Regels uit een dataset:

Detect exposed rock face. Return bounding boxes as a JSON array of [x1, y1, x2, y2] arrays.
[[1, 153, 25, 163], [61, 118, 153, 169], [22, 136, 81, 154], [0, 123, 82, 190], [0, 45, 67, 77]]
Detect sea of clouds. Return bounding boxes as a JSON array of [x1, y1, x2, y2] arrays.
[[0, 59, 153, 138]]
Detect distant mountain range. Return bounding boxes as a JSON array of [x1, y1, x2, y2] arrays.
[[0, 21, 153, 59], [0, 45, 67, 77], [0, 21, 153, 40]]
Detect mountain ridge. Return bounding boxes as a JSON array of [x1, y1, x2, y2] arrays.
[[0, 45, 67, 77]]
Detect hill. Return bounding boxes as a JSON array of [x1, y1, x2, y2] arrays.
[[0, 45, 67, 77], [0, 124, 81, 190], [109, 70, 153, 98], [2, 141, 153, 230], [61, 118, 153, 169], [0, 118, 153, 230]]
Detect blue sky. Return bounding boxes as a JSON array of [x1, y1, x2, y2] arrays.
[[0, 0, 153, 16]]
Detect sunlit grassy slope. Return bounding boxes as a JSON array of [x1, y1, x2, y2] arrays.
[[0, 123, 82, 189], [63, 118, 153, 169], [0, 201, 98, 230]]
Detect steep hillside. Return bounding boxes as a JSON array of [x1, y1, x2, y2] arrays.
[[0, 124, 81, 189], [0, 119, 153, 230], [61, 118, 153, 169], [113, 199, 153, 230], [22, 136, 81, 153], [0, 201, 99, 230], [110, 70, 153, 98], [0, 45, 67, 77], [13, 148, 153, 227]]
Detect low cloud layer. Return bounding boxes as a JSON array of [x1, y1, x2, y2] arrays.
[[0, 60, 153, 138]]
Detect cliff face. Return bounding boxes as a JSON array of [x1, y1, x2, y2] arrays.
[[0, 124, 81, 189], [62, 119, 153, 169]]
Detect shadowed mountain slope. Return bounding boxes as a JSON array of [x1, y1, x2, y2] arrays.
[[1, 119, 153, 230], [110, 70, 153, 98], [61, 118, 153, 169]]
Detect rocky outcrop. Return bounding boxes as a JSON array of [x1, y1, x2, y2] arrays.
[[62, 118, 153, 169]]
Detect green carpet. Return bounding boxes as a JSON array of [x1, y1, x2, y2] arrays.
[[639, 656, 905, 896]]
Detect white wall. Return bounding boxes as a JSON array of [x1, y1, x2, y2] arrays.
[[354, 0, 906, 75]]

## [TAAKDETAILS]
Zet alle bovenstaande regels om in een genummerde lijst en laat lege regels daarbij weg.

## [ANTWOORD OPDRACHT]
1. Detect exposed rock face. Return bounding boxes as a JSON array of [x1, y1, x2, y2] arrays.
2. [[1, 153, 25, 163], [61, 118, 153, 169], [22, 136, 81, 154], [0, 123, 82, 190], [0, 45, 67, 77]]
3. Detect sea of clouds. Return bounding boxes as a JSON array of [x1, y1, x2, y2] arrays.
4. [[0, 59, 153, 138]]
5. Detect distant mountain range. Return bounding boxes as a JSON array of [x1, y1, x2, y2] arrays.
6. [[0, 21, 153, 59], [0, 45, 67, 77], [0, 21, 153, 40]]
7. Detect mountain ridge. Return bounding boxes as a JSON array of [x1, y1, x2, y2] arrays.
8. [[0, 45, 67, 77]]
9. Detect hill. Return bounding boxes as a JSON array of [x1, y1, x2, y2] arrays.
10. [[0, 45, 67, 77], [0, 124, 81, 190], [109, 70, 153, 98], [2, 141, 153, 230], [61, 118, 153, 169], [0, 118, 153, 230]]
11. Detect blue sky. Return bounding boxes as a JSON array of [x1, y1, x2, y2] arrays.
12. [[0, 0, 153, 16]]
13. Detect sunlit grassy slope. Return bounding boxes as a JSON array of [x1, y1, x2, y2] arrays.
14. [[0, 123, 82, 189], [63, 118, 153, 169], [0, 201, 98, 230]]
15. Detect steep hillside. Return bounding boxes as a JSON array of [x1, y1, x2, y2] arrays.
16. [[0, 124, 81, 189], [0, 119, 153, 230], [61, 118, 153, 169], [113, 199, 153, 230], [22, 136, 81, 153], [0, 201, 99, 230], [110, 70, 153, 98], [0, 45, 67, 77], [13, 148, 153, 227]]
17. Detect low cloud layer. Return bounding boxes as a JSON array of [x1, y1, x2, y2] arrays.
18. [[0, 60, 153, 138]]
19. Detect cliff face. Return bounding boxes as a JSON array of [x1, y1, x2, y2] arrays.
20. [[0, 124, 81, 189], [62, 119, 153, 169]]
21. Detect shadowed mountain slope. Return bounding boxes as a JSON array of [x1, y1, x2, y2] arrays.
22. [[1, 119, 153, 230], [110, 70, 153, 98], [61, 118, 153, 169]]
23. Detect rocky outcrop. Return bounding boxes as a JSON array of [x1, y1, x2, y2] arrays.
24. [[62, 118, 153, 169]]
25. Detect green carpet. Return bounding boxes as a JSON array of [x1, y1, x2, y2] arrays.
26. [[639, 656, 905, 896]]
27. Detect white wall. Return bounding boxes as a JSON array of [x1, y1, x2, y2] arrays.
28. [[354, 0, 906, 75]]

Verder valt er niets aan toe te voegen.